- _WHAT NEEDS TO BE DONE_:
Would you please copy out each entry exactly?

----

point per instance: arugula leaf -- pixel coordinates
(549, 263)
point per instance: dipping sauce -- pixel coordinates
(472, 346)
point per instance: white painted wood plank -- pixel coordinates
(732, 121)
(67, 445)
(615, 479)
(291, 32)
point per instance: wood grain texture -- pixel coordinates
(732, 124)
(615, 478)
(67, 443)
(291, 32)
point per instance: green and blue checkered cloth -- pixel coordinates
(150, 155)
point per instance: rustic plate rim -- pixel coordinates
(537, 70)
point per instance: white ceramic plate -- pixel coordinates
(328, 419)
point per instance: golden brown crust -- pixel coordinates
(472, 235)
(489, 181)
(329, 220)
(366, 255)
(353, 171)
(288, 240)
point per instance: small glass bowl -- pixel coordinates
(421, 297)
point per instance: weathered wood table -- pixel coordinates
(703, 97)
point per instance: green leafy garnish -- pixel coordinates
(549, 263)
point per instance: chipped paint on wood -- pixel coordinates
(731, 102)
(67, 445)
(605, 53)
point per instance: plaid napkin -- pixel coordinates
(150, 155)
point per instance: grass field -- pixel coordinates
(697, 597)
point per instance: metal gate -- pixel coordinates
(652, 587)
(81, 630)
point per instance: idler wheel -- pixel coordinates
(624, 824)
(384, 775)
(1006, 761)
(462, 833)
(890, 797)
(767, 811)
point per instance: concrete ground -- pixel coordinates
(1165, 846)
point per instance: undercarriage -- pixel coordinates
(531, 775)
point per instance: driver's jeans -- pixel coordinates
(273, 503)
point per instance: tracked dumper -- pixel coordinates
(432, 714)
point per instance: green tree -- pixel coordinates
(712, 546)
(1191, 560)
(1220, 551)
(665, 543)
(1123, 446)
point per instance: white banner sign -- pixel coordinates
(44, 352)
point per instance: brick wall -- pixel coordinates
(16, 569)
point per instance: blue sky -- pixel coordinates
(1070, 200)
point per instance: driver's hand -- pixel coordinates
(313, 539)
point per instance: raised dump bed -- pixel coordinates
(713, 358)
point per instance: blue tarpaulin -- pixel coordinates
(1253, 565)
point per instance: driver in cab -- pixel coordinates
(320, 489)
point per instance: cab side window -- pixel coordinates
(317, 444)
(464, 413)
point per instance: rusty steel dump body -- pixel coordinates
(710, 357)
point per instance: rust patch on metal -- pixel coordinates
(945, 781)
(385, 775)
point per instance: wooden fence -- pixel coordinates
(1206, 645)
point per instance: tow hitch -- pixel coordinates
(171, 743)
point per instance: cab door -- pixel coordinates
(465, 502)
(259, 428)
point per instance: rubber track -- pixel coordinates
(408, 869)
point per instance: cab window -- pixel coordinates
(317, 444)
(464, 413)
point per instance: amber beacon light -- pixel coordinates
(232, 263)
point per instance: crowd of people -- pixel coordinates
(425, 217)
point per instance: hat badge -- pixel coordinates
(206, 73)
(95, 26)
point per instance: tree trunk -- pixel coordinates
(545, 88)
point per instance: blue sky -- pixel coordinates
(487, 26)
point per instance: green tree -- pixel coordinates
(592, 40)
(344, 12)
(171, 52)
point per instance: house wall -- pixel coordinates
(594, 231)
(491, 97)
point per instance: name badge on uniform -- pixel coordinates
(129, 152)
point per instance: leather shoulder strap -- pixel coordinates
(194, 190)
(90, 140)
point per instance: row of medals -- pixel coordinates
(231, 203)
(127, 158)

----

- _REPLY TO THE EXERCISE_:
point per instance: arugula leaf -- pixel coordinates
(549, 263)
point per instance: dipping sauce -- pixel coordinates
(472, 346)
point per instance: white painted wood plank -- pixel coordinates
(732, 121)
(67, 445)
(615, 479)
(291, 32)
point per instance: wood grain texture -- pixel coordinates
(732, 124)
(615, 478)
(67, 443)
(291, 32)
point per instance: green and blue checkered cloth -- pixel coordinates
(150, 155)
point per instance: rustic plate rim -- pixel coordinates
(537, 70)
point per instance: white ceramic plate -- pixel coordinates
(328, 419)
point per instance: golden brown crust -- pixel coordinates
(472, 235)
(489, 181)
(329, 220)
(366, 255)
(353, 171)
(288, 240)
point per instance: small glass bowl -- pixel coordinates
(421, 297)
point per instance: weathered wood table -- pixel coordinates
(703, 97)
point per instance: green leafy garnish -- pixel coordinates
(549, 263)
point per instance: chipped paint on wood -- pixel coordinates
(731, 102)
(67, 445)
(605, 53)
point per instance: plaid napkin -- pixel coordinates
(150, 155)
point per instance: grass field -- pixel coordinates
(697, 597)
point per instance: metal gate -- pixel coordinates
(652, 587)
(81, 630)
point per instance: idler wheel -- pixel coordinates
(624, 824)
(384, 775)
(1006, 761)
(462, 833)
(890, 797)
(767, 811)
point per instance: concrete ground -- pixel coordinates
(1165, 846)
point per instance: undercarriage -- pixel coordinates
(531, 775)
point per instance: driver's jeans -- pixel coordinates
(273, 503)
point per instance: tracked dumper -- pixel coordinates
(432, 714)
point per instance: green tree -- pixel coordinates
(712, 546)
(1191, 560)
(1220, 551)
(665, 543)
(1123, 446)
point per instance: white banner sign -- pixel coordinates
(44, 352)
point per instance: brick wall -- pixel coordinates
(16, 569)
point per instance: blue sky -- pixel coordinates
(1070, 200)
point per instance: driver's hand -- pixel coordinates
(313, 539)
point per instance: raised dump bed -- pixel coordinates
(713, 358)
point per instance: blue tarpaulin -- pixel coordinates
(1253, 565)
point per instance: driver in cab -- pixel coordinates
(320, 489)
point per instance: cab side window -- pixel coordinates
(317, 444)
(464, 413)
point per instance: rusty steel dump body -- pixel coordinates
(710, 357)
point per instance: rust patch on metal -- pixel coordinates
(945, 781)
(385, 775)
point per instance: wooden fence -- pixel coordinates
(1206, 645)
point per instance: tow hitch -- pixel coordinates
(171, 743)
point per instance: cab door -- pixel coordinates
(465, 502)
(259, 428)
point per instance: rubber track -- pixel coordinates
(408, 869)
point per instance: cab window -- pixel coordinates
(317, 444)
(464, 413)
point per instance: amber beacon light -- pixel coordinates
(232, 263)
point per instance: crowd of people -- pixel coordinates
(425, 217)
point per instance: hat badge -- pixel coordinates
(206, 73)
(95, 26)
point per instance: tree trunk -- pixel coordinates
(545, 88)
point per instance: blue sky -- pixel coordinates
(487, 26)
point per instance: green tree -- pixel coordinates
(592, 40)
(344, 12)
(171, 52)
point per instance: house wall -- pixel coordinates
(594, 231)
(491, 97)
point per instance: name badge on uniform -- pixel coordinates
(129, 152)
point per instance: leather shoulder strap -- pixel coordinates
(194, 190)
(90, 140)
point per instance: row of medals -- pixel coordinates
(231, 203)
(127, 158)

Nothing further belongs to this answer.